NONPRECEDENTIAL DISPOSITION
To be cited only in accordance with
Fed. R. App. P. 32.1
United States Court of Appeals
For the Seventh Circuit
Chicago, Illinois 60604
Submitted May 21, 2009*
Decided May 21, 2009
Before
WILLIAM J. BAUER, Circuit Judge
JOHN L. COFFEY, Circuit Judge
DANIEL A. MANION, Circuit Judge
No. 08‐2780
JERMAINE McFARLAND, Appeal from the United States District
Petitioner‐Appellant, Court for the Eastern District of Wisconsin.
v. No. 07‐C‐1134
JODINE DEPPISCH, William C. Griesbach,
Respondent‐Appellee. Judge.
O R D E R
Nearly ten years ago Illeana McNeal‐Veasley was shot multiple times when she
answered a knock at her door. She survived and identified Jermain McFarland as her
attacker, an identification another eyewitness substantiated. A Wisconsin jury found
McFarland guilty of reckless injury with a dangerous weapon, discharging a firearm into a
*
After an examination of the briefs and the record, we have concluded that oral
argument is unnecessary. Thus, the appeal is submitted on the briefs and the record. See
Fed. R. App. P. 34(a)(2).
No. 08‐2780 Page 2
building, and possession of a firearm by a felon. The trial court sentenced McFarland, an
habitual offender, to 37 years’ imprisonment. After exhausting his state‐court remedies,
McFarland petitioned under 28 U.S.C. § 2254 for a writ of habeas corpus. The district court
denied McFarland’s petition but issued a certificate of appealability limited to his claim that
trial counsel was constitutionally ineffective. We conclude that the district court properly
rejected this claim and, accordingly, affirm the judgment.
Around 2:00 a.m. on October 10, 1999, a man knocked on the front door of McNeal‐
Veasley’s apartment building and fired multiple gunshots through the door when she
peered out to see who was there. McNeal‐Veasley was shot several times, including in the
head and neck, and was left permanently disabled. She was rushed to the hospital where,
unable to speak, she scrawled the letter “J” on a piece of paper when asked who shot her.
At trial, McNeal‐Veasley identified McFarland as “J,” whom she knew as “J‐Money.”
She testified that she was introduced to J‐Money by his cousin, Rochelle Ray, about four
months before the shooting. After they met she slept with J‐Money in exchange for crack on
a handful of occasions, but she had ended the relationship shortly before the shooting.
When she was awakened by the knock on the door, she said, she asked who it was and a
man replied, “It’s J‐Money.” McNeal‐Veasley descended the stairs from her apartment to
the front door of the two‐unit building and pulled the curtain aside from the window.
Through the window she saw McFarland holding a gun. He then shot her. At that time
McNeal‐Veasley still did not know J‐Money’s real name, but she knew his sister’s address
and gave that information to police. Investigators linked the address to McFarland, whom
McNeal‐Veasley picked out of a photo array. At trial she testified that she had “no doubt”
that McFarland was the man who shot her.
Jeremy Glosson, a neighbor, confirmed the identification. Glosson lived across the
street from McNeal‐Veasley and testified at trial that he was sitting on his porch and got a
clear view of the shooting. About a week before the attack he had seen McFarland walking
in the neighborhood with Rochelle Ray, but at the time he did not know McFarland’s name.

# [DATA EXTRACT]

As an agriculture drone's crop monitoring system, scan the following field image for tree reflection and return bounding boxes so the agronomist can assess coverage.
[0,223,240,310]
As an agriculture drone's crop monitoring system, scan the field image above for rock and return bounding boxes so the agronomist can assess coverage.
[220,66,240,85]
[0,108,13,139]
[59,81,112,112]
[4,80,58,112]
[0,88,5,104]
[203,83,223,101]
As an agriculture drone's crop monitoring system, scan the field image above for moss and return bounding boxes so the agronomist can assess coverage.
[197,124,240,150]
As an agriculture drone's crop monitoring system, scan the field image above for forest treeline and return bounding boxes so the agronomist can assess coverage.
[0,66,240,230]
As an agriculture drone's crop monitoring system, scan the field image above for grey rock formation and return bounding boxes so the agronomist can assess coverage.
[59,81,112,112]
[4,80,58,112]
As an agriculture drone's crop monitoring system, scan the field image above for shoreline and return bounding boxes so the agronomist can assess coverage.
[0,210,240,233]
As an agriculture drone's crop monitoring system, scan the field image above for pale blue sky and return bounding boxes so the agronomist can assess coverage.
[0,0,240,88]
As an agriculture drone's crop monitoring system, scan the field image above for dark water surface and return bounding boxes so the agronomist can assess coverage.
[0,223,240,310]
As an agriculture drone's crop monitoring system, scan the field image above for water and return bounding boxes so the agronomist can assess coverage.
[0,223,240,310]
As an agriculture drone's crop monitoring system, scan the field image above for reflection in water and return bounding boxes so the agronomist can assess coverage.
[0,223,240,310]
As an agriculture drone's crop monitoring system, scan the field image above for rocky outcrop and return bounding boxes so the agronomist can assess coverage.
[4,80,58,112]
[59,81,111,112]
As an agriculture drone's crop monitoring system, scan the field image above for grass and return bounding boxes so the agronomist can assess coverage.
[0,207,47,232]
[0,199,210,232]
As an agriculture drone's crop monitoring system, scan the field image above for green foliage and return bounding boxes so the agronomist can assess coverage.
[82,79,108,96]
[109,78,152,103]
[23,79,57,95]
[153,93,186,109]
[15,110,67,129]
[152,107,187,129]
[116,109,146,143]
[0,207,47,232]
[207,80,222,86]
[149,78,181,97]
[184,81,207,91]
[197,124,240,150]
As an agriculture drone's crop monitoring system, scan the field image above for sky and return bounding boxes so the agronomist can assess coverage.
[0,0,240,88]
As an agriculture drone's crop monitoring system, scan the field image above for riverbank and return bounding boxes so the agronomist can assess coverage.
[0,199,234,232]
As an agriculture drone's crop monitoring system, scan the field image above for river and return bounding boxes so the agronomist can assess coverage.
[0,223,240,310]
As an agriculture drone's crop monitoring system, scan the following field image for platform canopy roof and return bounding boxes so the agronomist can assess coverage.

# [EXERCISE GOAL]
Rewrite the paragraph of the court order beginning "Around 2:00 a.m. on October 10, 1999" as a short bulleted list that keeps its main facts.

# [RESULT]
- Around 2:00 a.m. on October 10, 1999, a man knocked on the front door of McNeal‑Veasley's apartment building.
- When she peered out to see who was there, he fired multiple gunshots through the door.
- She was shot several times, including in the head and neck, and was left permanently disabled.
- At the hospital, unable to speak, she wrote the letter "J" on a piece of paper when asked who shot her.